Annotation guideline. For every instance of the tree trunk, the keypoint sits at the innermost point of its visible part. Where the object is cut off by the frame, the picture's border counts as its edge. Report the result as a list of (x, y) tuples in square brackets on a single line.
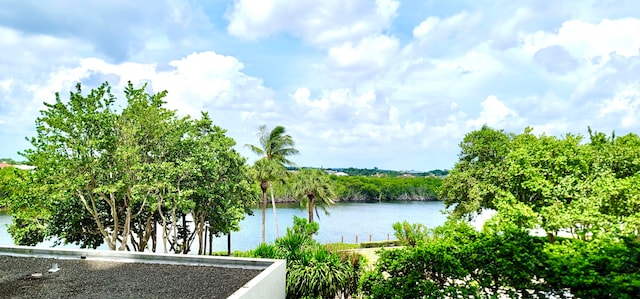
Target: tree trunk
[(310, 206), (264, 187), (275, 216)]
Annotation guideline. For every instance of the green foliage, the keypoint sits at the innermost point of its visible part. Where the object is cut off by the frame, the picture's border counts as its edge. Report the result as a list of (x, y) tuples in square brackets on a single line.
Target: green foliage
[(457, 260), (313, 271), (314, 189), (595, 269), (114, 177), (554, 183), (410, 234), (377, 244), (388, 173), (341, 246), (360, 188)]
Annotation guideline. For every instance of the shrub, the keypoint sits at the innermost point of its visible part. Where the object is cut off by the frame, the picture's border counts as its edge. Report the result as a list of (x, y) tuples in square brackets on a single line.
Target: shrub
[(410, 234), (376, 244)]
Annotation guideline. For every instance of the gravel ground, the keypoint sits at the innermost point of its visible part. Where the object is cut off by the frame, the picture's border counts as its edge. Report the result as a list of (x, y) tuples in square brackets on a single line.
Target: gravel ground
[(19, 278)]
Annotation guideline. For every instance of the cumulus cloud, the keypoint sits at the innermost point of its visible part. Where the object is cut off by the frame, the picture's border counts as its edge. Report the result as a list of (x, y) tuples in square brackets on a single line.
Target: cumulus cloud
[(556, 59), (197, 82), (322, 23), (495, 114)]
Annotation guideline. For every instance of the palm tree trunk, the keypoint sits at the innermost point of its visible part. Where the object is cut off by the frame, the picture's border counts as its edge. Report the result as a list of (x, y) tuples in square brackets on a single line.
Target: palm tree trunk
[(273, 204), (264, 212), (310, 206)]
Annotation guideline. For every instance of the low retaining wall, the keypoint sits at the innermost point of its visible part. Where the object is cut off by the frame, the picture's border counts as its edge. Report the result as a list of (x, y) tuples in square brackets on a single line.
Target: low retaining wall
[(269, 283)]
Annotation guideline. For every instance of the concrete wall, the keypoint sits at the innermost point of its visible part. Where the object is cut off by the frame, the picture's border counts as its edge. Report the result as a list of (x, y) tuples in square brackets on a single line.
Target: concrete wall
[(270, 283)]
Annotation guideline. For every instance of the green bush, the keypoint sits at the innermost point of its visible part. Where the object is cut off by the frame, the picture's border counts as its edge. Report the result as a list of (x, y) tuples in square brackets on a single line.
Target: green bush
[(457, 261), (313, 271), (376, 244), (410, 234)]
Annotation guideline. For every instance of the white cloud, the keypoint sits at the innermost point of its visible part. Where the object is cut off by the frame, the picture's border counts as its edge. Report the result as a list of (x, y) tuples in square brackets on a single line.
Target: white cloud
[(319, 22), (495, 114), (364, 60), (197, 82), (624, 106)]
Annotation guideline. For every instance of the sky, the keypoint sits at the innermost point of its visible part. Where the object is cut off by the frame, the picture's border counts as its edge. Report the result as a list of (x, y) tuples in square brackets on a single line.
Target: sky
[(359, 83)]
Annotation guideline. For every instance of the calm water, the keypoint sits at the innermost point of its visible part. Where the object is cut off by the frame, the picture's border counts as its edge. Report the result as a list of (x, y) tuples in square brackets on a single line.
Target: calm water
[(345, 222)]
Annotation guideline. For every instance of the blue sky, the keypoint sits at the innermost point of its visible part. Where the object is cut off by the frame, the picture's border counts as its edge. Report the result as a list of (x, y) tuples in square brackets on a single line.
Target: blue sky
[(388, 84)]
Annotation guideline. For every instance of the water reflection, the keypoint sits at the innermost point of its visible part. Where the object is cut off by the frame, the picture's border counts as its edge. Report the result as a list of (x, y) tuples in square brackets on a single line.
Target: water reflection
[(345, 222)]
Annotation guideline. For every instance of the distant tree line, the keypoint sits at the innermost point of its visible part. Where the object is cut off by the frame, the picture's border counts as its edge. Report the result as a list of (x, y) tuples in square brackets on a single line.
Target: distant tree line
[(583, 193), (371, 188), (360, 188), (384, 172)]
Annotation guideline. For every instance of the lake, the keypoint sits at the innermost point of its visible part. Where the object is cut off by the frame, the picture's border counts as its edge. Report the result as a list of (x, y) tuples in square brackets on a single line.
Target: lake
[(345, 222)]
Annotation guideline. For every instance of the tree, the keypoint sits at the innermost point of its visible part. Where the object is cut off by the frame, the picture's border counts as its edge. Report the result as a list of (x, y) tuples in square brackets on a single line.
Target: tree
[(313, 188), (555, 183), (263, 171), (115, 177), (275, 146)]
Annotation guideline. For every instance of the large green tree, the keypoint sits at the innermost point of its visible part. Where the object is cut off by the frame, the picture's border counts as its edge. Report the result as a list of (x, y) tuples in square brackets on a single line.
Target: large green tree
[(314, 189), (275, 146), (122, 177), (555, 183)]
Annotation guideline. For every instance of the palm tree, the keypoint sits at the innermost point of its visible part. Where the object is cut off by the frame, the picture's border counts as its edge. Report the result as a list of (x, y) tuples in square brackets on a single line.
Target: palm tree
[(313, 188), (264, 171), (275, 146)]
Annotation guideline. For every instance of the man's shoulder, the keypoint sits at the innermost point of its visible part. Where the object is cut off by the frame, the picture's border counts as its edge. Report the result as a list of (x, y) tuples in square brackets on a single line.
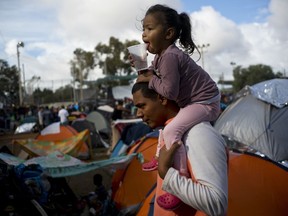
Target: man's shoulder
[(203, 130)]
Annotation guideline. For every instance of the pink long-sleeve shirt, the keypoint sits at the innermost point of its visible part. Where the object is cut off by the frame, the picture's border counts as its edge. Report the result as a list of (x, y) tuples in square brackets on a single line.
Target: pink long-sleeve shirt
[(181, 79)]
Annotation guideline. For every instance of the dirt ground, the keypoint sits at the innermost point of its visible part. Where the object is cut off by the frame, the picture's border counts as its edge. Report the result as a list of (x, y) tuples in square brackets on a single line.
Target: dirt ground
[(80, 184)]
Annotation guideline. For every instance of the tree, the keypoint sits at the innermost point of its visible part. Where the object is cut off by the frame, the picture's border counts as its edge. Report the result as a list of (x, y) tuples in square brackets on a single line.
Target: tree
[(81, 65), (252, 75), (43, 96), (9, 78)]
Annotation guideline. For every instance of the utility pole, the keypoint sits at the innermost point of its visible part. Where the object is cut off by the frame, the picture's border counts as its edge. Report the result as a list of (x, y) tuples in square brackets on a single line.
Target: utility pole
[(19, 44), (201, 47)]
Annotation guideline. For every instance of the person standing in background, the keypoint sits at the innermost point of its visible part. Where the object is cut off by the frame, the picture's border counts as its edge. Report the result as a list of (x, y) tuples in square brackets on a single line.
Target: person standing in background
[(63, 115)]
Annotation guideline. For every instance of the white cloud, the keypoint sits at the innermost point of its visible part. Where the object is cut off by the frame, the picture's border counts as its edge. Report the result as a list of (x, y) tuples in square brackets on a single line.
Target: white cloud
[(52, 30)]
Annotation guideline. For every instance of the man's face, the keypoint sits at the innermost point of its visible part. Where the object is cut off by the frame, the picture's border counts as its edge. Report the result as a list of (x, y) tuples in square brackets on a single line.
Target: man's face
[(151, 111)]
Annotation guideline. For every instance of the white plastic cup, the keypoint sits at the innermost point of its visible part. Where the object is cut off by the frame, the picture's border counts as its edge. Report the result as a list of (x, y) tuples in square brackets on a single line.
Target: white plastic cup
[(139, 55)]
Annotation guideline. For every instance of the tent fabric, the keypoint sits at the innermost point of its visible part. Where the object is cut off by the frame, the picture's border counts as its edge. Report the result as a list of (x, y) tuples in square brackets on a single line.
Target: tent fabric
[(118, 126), (127, 193), (258, 125), (99, 120), (257, 186), (25, 128), (53, 128), (58, 164), (272, 91), (120, 92), (101, 123), (73, 145), (82, 124)]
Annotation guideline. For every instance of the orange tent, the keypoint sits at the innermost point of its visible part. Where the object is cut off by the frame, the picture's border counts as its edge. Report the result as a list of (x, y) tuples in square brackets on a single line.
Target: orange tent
[(257, 186), (65, 139), (131, 186)]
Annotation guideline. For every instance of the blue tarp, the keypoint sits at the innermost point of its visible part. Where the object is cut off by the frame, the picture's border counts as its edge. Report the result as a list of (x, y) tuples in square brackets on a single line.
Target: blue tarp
[(58, 164)]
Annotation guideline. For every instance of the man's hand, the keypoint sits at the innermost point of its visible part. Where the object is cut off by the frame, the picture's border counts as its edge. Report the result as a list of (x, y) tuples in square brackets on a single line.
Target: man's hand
[(166, 159)]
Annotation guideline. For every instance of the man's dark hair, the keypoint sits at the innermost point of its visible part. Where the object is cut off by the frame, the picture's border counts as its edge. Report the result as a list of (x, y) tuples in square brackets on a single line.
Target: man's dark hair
[(145, 90)]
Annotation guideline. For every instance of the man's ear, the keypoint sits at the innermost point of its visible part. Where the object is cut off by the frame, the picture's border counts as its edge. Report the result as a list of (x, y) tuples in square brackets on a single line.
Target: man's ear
[(170, 32), (162, 99)]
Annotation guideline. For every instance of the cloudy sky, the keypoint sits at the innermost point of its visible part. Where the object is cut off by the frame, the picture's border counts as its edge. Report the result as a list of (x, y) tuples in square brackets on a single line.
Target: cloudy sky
[(246, 32)]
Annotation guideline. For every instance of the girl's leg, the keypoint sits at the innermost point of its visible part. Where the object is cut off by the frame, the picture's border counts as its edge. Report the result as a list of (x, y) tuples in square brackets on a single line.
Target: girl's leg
[(183, 121)]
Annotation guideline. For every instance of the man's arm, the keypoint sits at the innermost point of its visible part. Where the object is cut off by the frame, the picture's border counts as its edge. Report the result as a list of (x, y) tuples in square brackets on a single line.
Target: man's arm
[(206, 152)]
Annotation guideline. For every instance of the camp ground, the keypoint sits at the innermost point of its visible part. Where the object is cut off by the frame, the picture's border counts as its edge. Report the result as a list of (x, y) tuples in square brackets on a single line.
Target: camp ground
[(255, 127)]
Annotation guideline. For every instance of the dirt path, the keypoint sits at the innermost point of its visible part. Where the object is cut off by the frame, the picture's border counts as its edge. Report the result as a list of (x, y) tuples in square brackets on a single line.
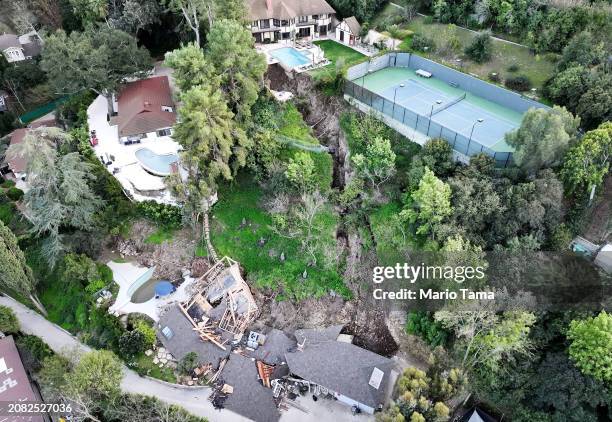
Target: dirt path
[(598, 229)]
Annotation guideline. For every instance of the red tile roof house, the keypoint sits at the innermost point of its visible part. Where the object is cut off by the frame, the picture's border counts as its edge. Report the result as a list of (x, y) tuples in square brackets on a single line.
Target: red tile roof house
[(144, 109)]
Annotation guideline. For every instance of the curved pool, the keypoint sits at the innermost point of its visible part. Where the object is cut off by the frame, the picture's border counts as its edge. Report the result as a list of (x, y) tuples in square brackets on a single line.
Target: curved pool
[(158, 164)]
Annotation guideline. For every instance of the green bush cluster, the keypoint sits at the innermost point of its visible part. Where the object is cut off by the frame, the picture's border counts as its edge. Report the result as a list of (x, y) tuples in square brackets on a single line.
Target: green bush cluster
[(422, 324), (163, 214), (14, 194), (518, 83)]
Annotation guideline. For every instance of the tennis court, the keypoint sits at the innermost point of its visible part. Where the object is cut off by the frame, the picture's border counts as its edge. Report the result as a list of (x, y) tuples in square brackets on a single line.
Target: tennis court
[(472, 117)]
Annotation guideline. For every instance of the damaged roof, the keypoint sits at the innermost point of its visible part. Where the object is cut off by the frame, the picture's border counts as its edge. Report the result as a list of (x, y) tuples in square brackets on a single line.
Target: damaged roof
[(287, 9), (140, 106), (343, 368), (185, 339), (249, 398), (276, 345), (318, 335)]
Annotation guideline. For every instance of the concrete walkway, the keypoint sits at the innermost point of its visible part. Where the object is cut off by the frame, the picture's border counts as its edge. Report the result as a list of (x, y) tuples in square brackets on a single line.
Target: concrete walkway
[(193, 399)]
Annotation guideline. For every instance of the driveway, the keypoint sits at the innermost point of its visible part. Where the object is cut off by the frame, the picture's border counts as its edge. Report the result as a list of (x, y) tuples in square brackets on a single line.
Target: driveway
[(195, 400)]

● **WRITTEN PROBLEM**: In the lines that open with the one containing "Annotation guideline. For every instance of the large" and close with the one containing "[(80, 184)]", replace "keypoint" with "reference point" and leave everything else unchanged. Give only those lines, without the pictures.

● **REPLY**:
Annotation guideline. For every instance of the large green tree, the reference point sits at the innermost point of its visible part. Where the object is cut off by the frame, the picture's border counts as its edge. Report the result as a list of (x, y) tuples in square brackets on a single line.
Target: large green tree
[(314, 189), (275, 146), (122, 177), (555, 183)]
Annotation guideline. For every instance of the palm tree, the reference point sits at the innermost point of its visible part. Where the object is cut off by the frame, the picture's border counts as its edge. Report the result as a list of (x, y) tuples in square brackets on a single line.
Target: palm tree
[(313, 188), (264, 171), (275, 146)]
Annotation guideline. For every instance of the man's shoulder, the reference point sits at the innermost point of its visible part. Where the object is cut off by the frame, the picture's border counts as its edge. Report the result as a list of (x, y) tuples in square brackets on a single line.
Target: man's shoulder
[(203, 130)]
Annotation guideline. For every instance of the pink long-sleeve shirt, the reference point sits at the innermost point of its visible part. Where the object is cut off by the frame, the picture's border counts as its edge. Report the result as a list of (x, y) tuples in square brackets on a single line.
Target: pink long-sleeve shirt
[(181, 79)]
Annotation guideline. For every instance of the dirt ground, the reference point sits at the innermost point of its visible part. Where the object is cut off by the frame, the picture's border counts as its edge. Report the result as a list of (x, y) tuples in square brackets on a single line.
Target: dirt ground
[(80, 184)]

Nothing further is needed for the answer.